[Excerpts of pointing data]
◇ ◇ ◇ ◇ ◇ ◇ ◇
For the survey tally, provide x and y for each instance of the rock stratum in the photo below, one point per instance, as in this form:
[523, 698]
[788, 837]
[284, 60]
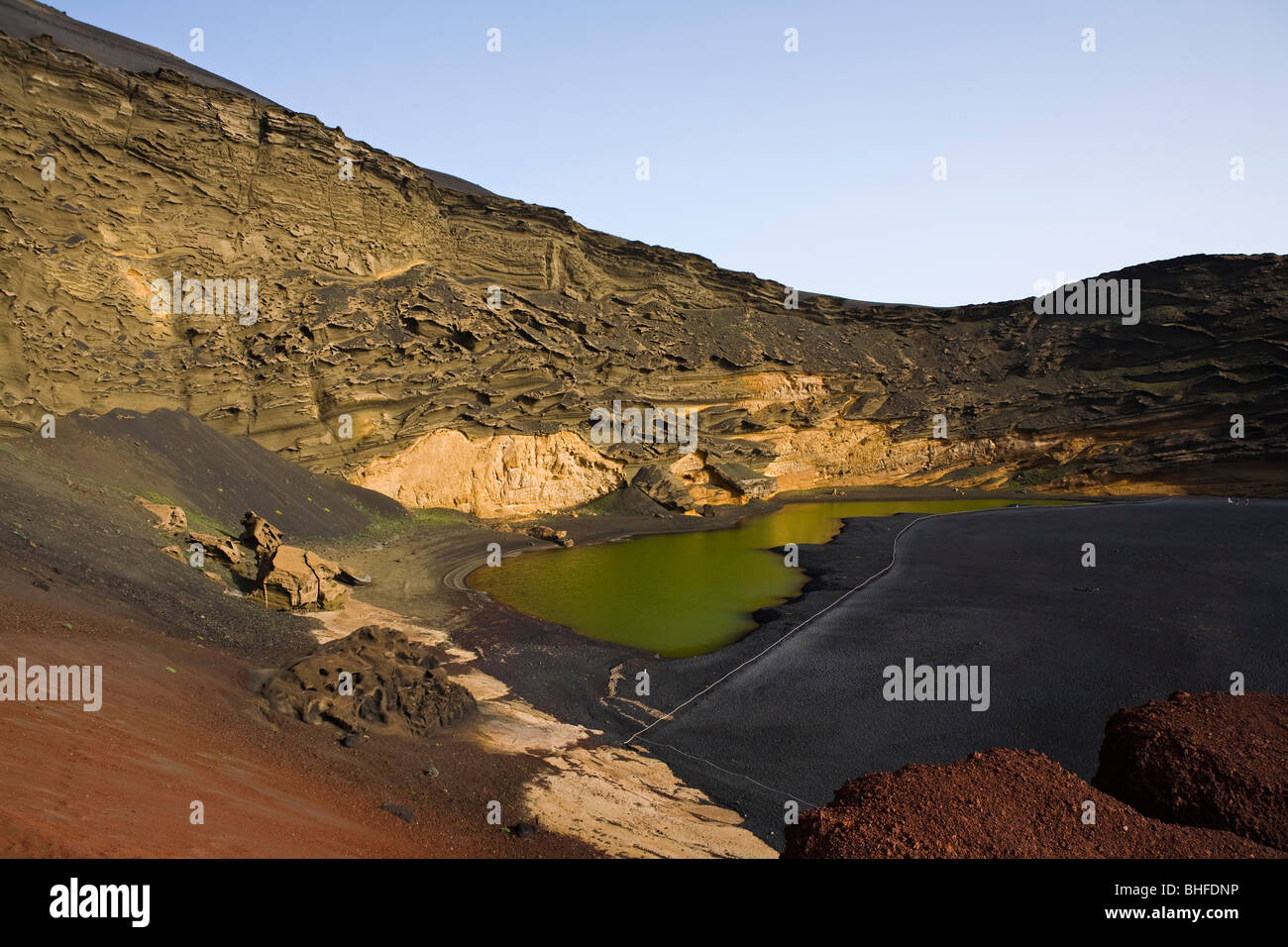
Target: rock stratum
[441, 344]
◇ ◇ ◇ ◇ ◇ ◇ ◇
What this task involves: Change every "rock stratum" in the rows to "sediment layer" and write them out again with nothing else altered. Omit the pictures.

Result:
For the survey tally, provide x and y for each instance of the sediment layer in the photo below, one point per instance, as in this form:
[523, 698]
[788, 837]
[284, 60]
Target: sediment layer
[441, 344]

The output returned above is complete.